◆ CONSEGNA:
Elenca tutte le righe del materiale riportato qui sotto in cui compare la parola "metal", trascrivendo ciascuna riga per intero.

◆ ESTRATTO DEI DATI:
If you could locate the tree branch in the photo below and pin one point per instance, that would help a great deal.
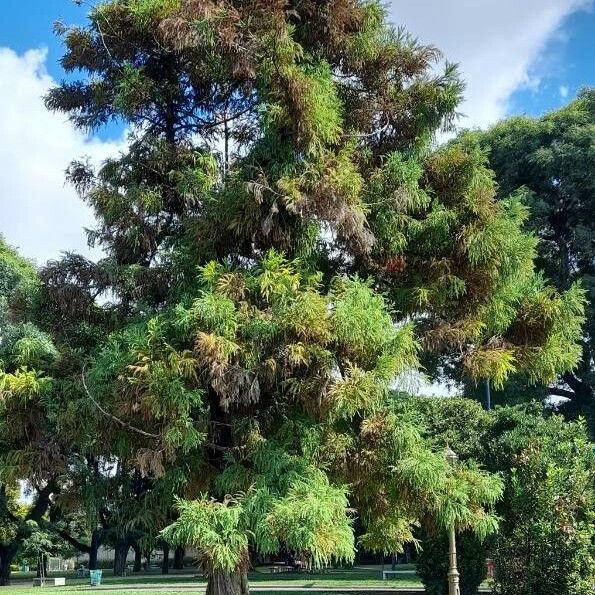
(113, 417)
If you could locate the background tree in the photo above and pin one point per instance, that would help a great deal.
(545, 541)
(30, 447)
(552, 158)
(277, 224)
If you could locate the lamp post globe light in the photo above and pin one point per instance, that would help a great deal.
(453, 574)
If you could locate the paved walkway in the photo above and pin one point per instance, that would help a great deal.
(182, 587)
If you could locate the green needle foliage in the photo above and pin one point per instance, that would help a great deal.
(281, 243)
(551, 160)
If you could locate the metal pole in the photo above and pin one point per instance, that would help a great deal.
(453, 573)
(488, 396)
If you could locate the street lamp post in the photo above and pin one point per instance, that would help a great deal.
(453, 573)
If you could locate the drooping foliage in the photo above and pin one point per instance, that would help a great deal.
(545, 541)
(552, 160)
(281, 242)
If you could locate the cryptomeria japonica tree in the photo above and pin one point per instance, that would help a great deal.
(281, 242)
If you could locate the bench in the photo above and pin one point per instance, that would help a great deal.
(49, 582)
(385, 573)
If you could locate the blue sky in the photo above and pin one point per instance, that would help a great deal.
(517, 56)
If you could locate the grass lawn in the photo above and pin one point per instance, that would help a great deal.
(362, 576)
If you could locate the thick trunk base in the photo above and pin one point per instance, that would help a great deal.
(138, 559)
(165, 561)
(4, 570)
(120, 555)
(94, 549)
(179, 558)
(226, 583)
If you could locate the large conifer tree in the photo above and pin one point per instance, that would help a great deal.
(281, 244)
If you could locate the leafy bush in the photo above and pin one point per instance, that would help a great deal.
(547, 539)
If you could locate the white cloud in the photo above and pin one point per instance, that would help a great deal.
(38, 212)
(495, 42)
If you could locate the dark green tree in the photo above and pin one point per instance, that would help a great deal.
(546, 541)
(552, 160)
(281, 242)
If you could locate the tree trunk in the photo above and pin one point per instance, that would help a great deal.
(138, 558)
(120, 556)
(179, 558)
(94, 549)
(39, 572)
(226, 583)
(165, 562)
(6, 557)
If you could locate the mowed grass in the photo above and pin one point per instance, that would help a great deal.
(190, 580)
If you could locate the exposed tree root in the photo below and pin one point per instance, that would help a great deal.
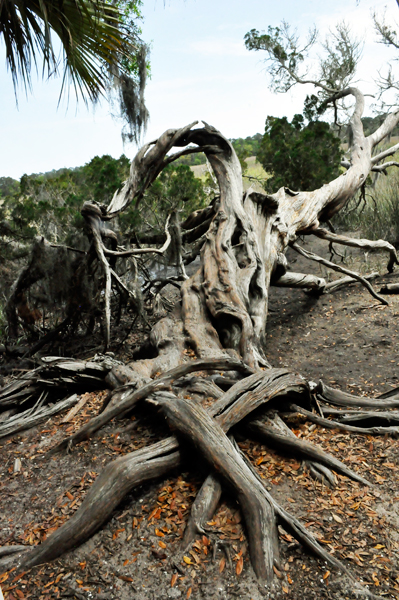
(242, 239)
(305, 449)
(110, 487)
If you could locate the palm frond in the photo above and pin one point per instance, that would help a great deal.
(91, 35)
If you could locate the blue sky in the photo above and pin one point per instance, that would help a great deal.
(200, 70)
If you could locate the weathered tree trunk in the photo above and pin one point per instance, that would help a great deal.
(223, 316)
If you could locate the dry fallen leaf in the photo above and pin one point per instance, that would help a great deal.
(337, 518)
(326, 574)
(239, 565)
(222, 564)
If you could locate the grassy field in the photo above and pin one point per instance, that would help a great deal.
(253, 176)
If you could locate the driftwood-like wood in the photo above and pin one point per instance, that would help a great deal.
(241, 239)
(390, 288)
(110, 487)
(27, 419)
(128, 397)
(339, 398)
(324, 234)
(340, 269)
(305, 449)
(390, 430)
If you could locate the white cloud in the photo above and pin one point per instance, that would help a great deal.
(213, 47)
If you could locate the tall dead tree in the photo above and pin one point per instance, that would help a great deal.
(241, 240)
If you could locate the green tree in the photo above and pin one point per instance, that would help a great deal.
(299, 156)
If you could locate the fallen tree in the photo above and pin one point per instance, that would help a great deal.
(222, 318)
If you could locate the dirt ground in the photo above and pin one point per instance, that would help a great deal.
(347, 339)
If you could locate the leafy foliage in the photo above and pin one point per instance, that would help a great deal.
(286, 58)
(299, 156)
(101, 46)
(175, 189)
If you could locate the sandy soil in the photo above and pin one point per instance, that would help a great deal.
(348, 340)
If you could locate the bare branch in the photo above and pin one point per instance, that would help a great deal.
(331, 265)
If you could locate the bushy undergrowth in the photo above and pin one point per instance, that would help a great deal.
(376, 212)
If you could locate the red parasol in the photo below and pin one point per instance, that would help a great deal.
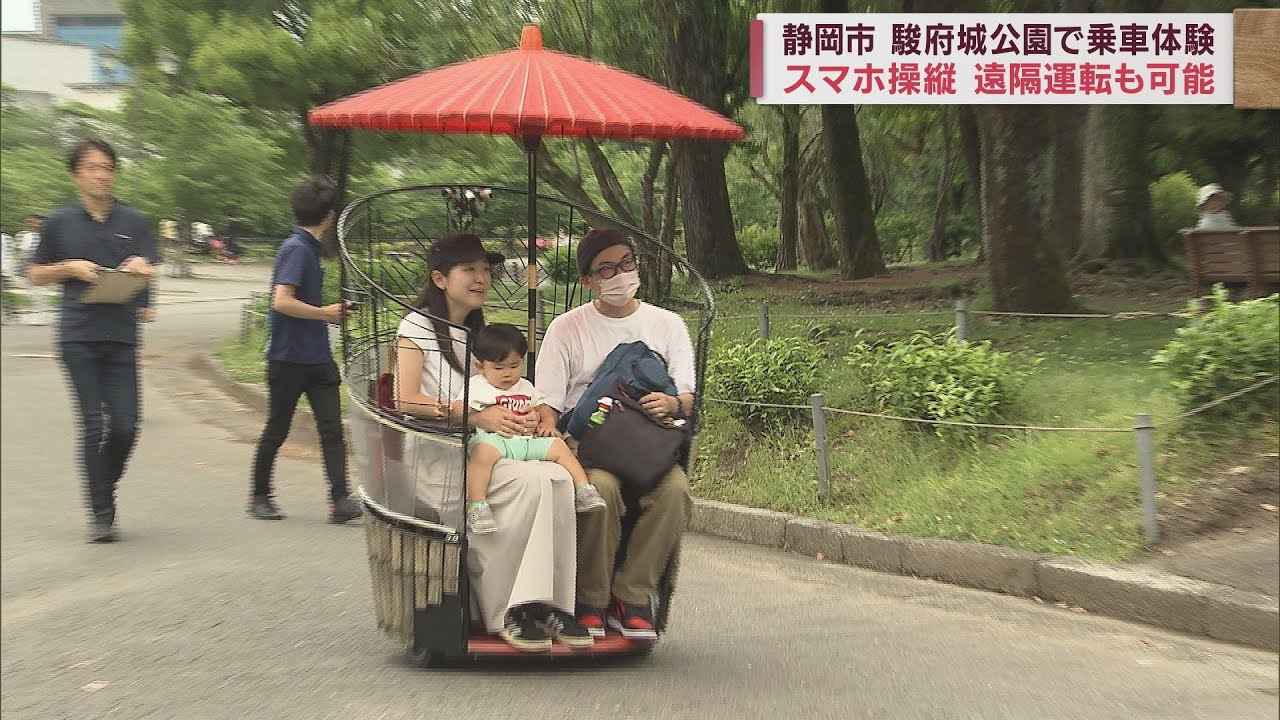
(524, 92)
(529, 92)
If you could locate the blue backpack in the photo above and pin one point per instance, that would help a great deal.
(635, 367)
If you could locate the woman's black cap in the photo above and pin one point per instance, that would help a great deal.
(457, 249)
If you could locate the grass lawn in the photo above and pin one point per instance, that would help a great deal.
(1073, 493)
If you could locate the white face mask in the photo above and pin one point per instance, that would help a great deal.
(620, 288)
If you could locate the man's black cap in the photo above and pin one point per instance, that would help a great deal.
(598, 240)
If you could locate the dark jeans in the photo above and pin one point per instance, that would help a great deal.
(286, 382)
(105, 378)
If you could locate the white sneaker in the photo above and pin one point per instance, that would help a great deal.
(586, 499)
(480, 518)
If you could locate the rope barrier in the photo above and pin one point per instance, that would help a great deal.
(924, 420)
(995, 425)
(850, 317)
(1123, 315)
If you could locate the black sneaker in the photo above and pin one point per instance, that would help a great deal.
(522, 632)
(343, 509)
(263, 507)
(101, 528)
(635, 621)
(562, 627)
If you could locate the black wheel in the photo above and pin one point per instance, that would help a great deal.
(666, 589)
(425, 659)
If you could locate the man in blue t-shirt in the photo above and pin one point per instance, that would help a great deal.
(99, 341)
(297, 358)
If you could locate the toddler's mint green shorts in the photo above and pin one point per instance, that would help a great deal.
(520, 447)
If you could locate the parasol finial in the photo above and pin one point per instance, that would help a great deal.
(531, 39)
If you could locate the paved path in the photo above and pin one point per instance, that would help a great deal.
(201, 613)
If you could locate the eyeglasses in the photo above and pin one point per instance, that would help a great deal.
(609, 269)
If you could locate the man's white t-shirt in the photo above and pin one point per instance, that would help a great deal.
(8, 255)
(579, 341)
(520, 399)
(439, 378)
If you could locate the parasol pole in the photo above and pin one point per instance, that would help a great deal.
(531, 142)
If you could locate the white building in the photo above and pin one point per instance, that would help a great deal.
(72, 55)
(44, 72)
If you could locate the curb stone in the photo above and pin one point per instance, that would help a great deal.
(1137, 595)
(1246, 618)
(1132, 593)
(746, 524)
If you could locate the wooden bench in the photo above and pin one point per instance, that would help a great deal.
(1247, 256)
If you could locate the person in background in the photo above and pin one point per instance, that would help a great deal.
(298, 360)
(99, 341)
(1211, 203)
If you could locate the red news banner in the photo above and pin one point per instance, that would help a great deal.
(990, 58)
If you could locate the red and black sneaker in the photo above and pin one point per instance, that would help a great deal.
(635, 621)
(592, 619)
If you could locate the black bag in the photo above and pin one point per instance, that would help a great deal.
(632, 446)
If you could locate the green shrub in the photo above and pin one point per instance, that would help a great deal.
(759, 246)
(937, 378)
(1173, 205)
(780, 370)
(1229, 347)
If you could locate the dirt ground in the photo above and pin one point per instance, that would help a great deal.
(1226, 528)
(1112, 288)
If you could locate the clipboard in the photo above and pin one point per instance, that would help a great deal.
(115, 287)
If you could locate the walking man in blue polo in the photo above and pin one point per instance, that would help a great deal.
(298, 360)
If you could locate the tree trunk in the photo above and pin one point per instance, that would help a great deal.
(1118, 199)
(936, 251)
(182, 242)
(850, 195)
(329, 156)
(670, 206)
(814, 242)
(657, 151)
(696, 55)
(1025, 270)
(656, 268)
(970, 142)
(789, 217)
(611, 188)
(1066, 217)
(816, 251)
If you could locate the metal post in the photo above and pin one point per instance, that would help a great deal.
(961, 319)
(1144, 429)
(542, 309)
(819, 440)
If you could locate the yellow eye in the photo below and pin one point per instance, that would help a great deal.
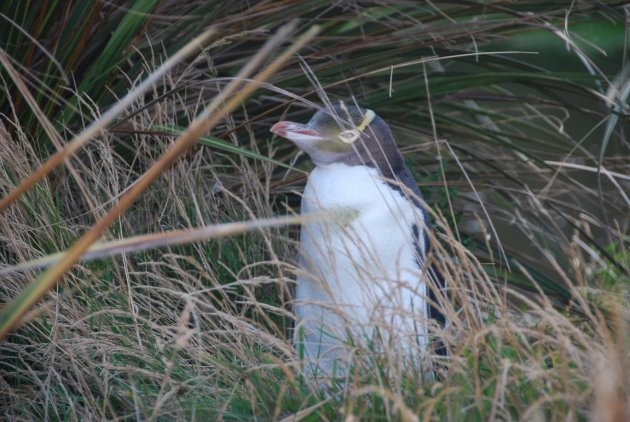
(349, 136)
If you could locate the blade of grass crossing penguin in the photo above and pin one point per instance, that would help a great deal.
(361, 282)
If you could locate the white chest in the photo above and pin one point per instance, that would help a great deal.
(360, 270)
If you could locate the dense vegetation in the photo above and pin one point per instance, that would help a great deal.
(513, 117)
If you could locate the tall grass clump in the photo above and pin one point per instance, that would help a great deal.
(513, 118)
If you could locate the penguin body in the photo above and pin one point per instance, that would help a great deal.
(362, 281)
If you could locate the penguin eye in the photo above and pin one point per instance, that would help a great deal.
(349, 136)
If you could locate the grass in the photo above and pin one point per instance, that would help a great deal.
(521, 157)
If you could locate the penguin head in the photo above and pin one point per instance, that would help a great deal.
(344, 134)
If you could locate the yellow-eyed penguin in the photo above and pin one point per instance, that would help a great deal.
(362, 279)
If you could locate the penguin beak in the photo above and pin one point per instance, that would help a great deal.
(296, 132)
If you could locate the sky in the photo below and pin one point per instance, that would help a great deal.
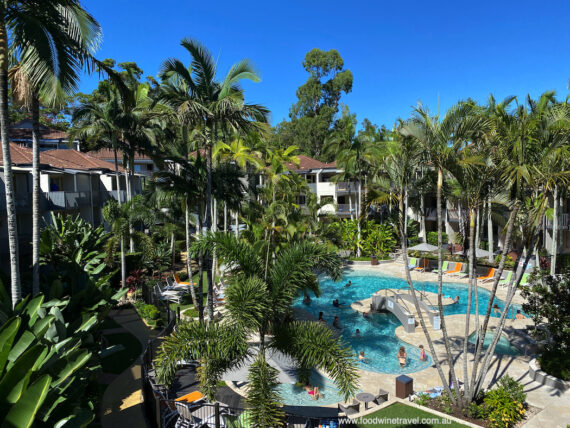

◆ RISPOSTA:
If you could locate the metal pole in the photo above and pin one point per instance, that would help a great deal.
If you could locate the metal post in the photo above and pin one point per instance, that would help a great deal.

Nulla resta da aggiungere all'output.